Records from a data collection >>
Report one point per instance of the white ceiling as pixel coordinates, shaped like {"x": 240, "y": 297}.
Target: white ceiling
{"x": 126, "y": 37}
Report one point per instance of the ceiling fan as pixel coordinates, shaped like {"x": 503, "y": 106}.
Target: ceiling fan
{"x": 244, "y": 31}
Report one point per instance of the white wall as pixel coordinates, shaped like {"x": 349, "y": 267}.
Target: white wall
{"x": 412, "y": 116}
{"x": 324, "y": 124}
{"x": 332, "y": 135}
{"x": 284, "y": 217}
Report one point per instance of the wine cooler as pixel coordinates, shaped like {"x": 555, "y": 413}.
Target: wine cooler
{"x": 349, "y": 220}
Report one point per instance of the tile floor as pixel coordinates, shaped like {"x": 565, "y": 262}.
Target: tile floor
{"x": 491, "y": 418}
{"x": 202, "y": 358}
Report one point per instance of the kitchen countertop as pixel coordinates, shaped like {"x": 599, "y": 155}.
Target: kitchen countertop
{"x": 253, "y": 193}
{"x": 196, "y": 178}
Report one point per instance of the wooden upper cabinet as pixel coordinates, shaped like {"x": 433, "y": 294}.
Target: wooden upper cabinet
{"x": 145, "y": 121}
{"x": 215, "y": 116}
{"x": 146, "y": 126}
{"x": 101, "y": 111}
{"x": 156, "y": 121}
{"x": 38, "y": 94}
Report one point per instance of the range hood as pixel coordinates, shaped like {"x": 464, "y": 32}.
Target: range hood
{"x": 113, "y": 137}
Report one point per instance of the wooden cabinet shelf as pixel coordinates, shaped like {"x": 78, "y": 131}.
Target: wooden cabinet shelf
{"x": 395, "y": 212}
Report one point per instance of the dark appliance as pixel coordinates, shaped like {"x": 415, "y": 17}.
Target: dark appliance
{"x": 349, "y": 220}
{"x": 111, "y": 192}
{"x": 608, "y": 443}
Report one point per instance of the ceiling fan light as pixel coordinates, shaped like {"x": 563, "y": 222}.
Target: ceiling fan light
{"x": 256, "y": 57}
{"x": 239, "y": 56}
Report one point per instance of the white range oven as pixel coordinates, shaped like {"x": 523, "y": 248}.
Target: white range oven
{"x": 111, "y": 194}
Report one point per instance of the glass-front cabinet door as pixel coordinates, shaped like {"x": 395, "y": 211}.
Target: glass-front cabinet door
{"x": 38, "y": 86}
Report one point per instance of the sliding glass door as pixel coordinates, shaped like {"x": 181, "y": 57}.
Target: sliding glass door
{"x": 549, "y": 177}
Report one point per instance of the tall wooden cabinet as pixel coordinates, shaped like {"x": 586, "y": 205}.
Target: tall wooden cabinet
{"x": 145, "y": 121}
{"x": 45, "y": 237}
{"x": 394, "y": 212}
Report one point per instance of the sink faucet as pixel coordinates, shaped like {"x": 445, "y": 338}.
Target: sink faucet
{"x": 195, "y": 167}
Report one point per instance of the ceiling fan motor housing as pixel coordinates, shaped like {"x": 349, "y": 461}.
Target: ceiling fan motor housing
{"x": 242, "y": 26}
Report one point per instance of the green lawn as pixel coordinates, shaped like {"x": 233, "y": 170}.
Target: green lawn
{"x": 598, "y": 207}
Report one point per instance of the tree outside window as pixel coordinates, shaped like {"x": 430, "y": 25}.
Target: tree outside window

Task requirements >> A verbatim transcription is required of the lines from the one with "Report one point per instance of the tall" through the final line of the entries above, and of nothing else.

Answer space >>
Report one point per instance of the tall wooden cabinet as pixel coordinates, shaped like {"x": 586, "y": 205}.
Target: tall wooden cabinet
{"x": 145, "y": 121}
{"x": 45, "y": 237}
{"x": 394, "y": 212}
Report one point per instance of the sink faucet as pixel coordinates, shaped like {"x": 445, "y": 338}.
Target: sink faucet
{"x": 195, "y": 167}
Report one point per instance of the ceiling fan motor housing as pixel coordinates, shaped like {"x": 349, "y": 461}.
Target: ceiling fan motor housing
{"x": 242, "y": 26}
Report one point per instance of the green lawn as pixel coordinates, shaped like {"x": 233, "y": 170}.
Target: green lawn
{"x": 598, "y": 207}
Report one point per instance of the tree outside window as pixel coordinates, shaped like {"x": 430, "y": 25}.
Target: tree outside window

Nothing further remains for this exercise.